▶ [YOUR OBJECTIVE]: Print each line of the items below verbatim, omitting the pictures.
start MATERIAL FOR THIS TASK
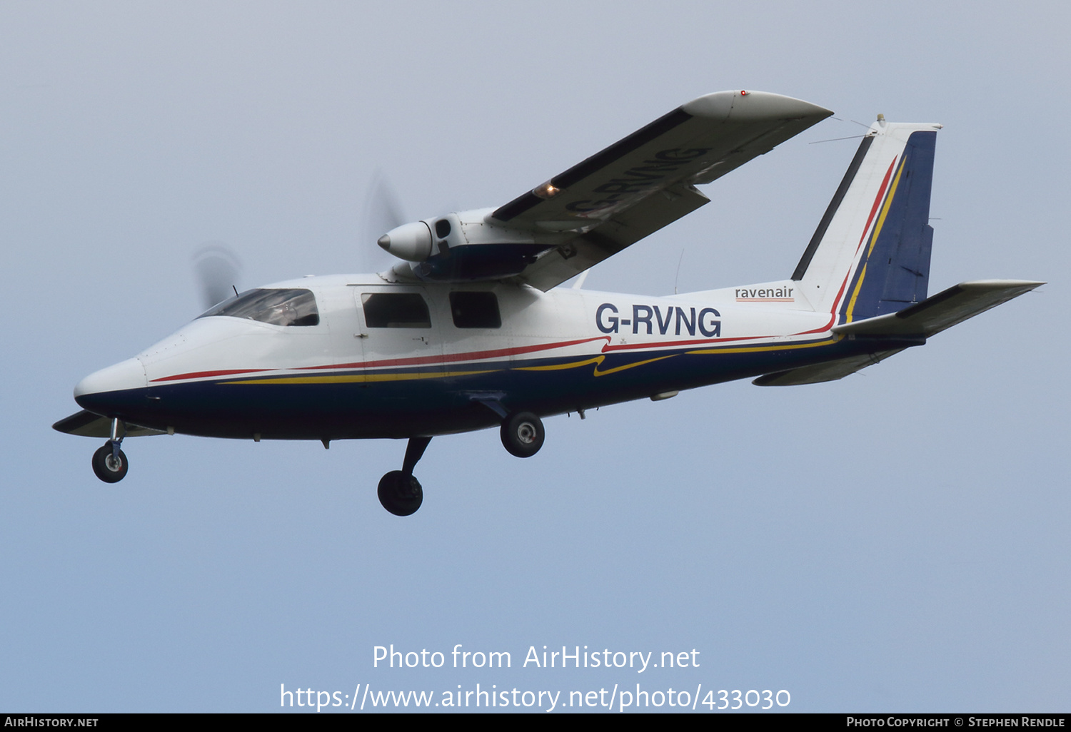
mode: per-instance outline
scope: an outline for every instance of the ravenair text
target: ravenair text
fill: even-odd
[[[643,673],[648,668],[657,669],[697,669],[700,652],[691,651],[614,651],[612,649],[589,649],[568,645],[541,650],[534,645],[528,646],[524,660],[517,660],[523,669],[633,669]],[[457,643],[453,650],[403,651],[394,644],[375,645],[372,649],[372,667],[388,669],[509,669],[513,668],[514,655],[509,651],[488,651],[466,649]]]
[[[628,312],[625,309],[623,312]],[[613,303],[603,303],[595,310],[595,325],[603,333],[619,333],[632,327],[634,335],[691,335],[696,332],[707,338],[722,335],[721,314],[712,307],[688,309],[677,305],[633,305],[630,318],[622,318],[621,310]]]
end MATERIAL FOR THIS TASK
▶ [WRITTEN ANSWER]:
mode: per-instance outline
scope: an outline for every instance of the ravenair text
target: ravenair text
fill: even-odd
[[[643,673],[648,668],[657,669],[697,669],[700,652],[691,651],[614,651],[612,649],[589,649],[568,645],[541,650],[534,645],[528,646],[524,660],[517,660],[523,669],[633,669]],[[457,643],[453,650],[403,651],[394,644],[375,645],[372,649],[372,667],[388,669],[509,669],[513,668],[514,655],[509,651],[488,651],[466,649]]]
[[[628,312],[625,309],[623,312]],[[613,303],[603,303],[595,310],[595,325],[603,333],[619,333],[632,327],[634,335],[691,335],[696,332],[707,338],[722,335],[721,314],[712,307],[688,309],[677,305],[633,305],[630,318],[622,318],[621,310]]]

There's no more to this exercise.